### DIRECTION
Rewrite the lines starting at the one containing "Kindly outline every instance of the snow-covered" and ending at the one containing "M 194 0 L 158", both included, and give only those lines, with every coordinate in the answers multiplied by 0.3 and rounded to a whole number, halves rounded up. Leave the requests unchanged.

* Begin *

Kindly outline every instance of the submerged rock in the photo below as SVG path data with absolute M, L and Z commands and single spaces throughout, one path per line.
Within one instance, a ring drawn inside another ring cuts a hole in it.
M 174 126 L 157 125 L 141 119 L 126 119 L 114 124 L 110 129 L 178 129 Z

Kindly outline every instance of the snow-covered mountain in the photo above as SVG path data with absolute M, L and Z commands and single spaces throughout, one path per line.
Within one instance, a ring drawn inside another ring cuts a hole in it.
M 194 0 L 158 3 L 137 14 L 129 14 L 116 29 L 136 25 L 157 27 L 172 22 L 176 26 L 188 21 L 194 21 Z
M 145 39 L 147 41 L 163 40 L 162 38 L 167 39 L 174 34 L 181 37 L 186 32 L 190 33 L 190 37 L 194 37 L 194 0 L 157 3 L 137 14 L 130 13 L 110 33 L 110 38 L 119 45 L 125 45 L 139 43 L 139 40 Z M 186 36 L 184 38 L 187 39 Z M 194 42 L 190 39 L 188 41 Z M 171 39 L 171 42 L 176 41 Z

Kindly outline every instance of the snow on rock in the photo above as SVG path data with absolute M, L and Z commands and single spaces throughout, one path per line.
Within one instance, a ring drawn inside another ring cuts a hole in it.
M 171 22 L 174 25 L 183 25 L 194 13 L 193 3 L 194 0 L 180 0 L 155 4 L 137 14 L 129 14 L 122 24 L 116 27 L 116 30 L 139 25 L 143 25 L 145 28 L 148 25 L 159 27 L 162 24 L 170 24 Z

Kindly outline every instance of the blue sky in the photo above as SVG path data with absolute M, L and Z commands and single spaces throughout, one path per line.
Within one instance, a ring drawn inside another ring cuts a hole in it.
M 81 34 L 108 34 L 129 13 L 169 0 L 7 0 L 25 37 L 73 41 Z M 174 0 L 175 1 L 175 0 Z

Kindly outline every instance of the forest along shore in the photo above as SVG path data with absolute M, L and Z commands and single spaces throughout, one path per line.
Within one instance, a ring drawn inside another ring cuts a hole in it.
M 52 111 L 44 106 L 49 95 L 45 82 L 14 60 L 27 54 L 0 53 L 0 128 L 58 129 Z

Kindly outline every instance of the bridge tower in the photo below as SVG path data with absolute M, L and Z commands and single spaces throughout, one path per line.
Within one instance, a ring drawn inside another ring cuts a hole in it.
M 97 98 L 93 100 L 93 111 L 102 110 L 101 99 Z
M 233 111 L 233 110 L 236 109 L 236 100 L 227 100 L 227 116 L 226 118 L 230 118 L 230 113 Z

* End *

### COMPLETE OUTPUT
Kindly outline every instance of the snow-covered mountain in the photo above as SVG path data with absolute M, L and Z commands and single spaces throughout, one path per line.
Within one instance, a ring drawn inside another ring cuts a hole in it.
M 58 0 L 47 1 L 41 4 L 39 4 L 35 9 L 41 8 L 47 8 L 52 7 L 53 8 L 56 6 L 58 6 Z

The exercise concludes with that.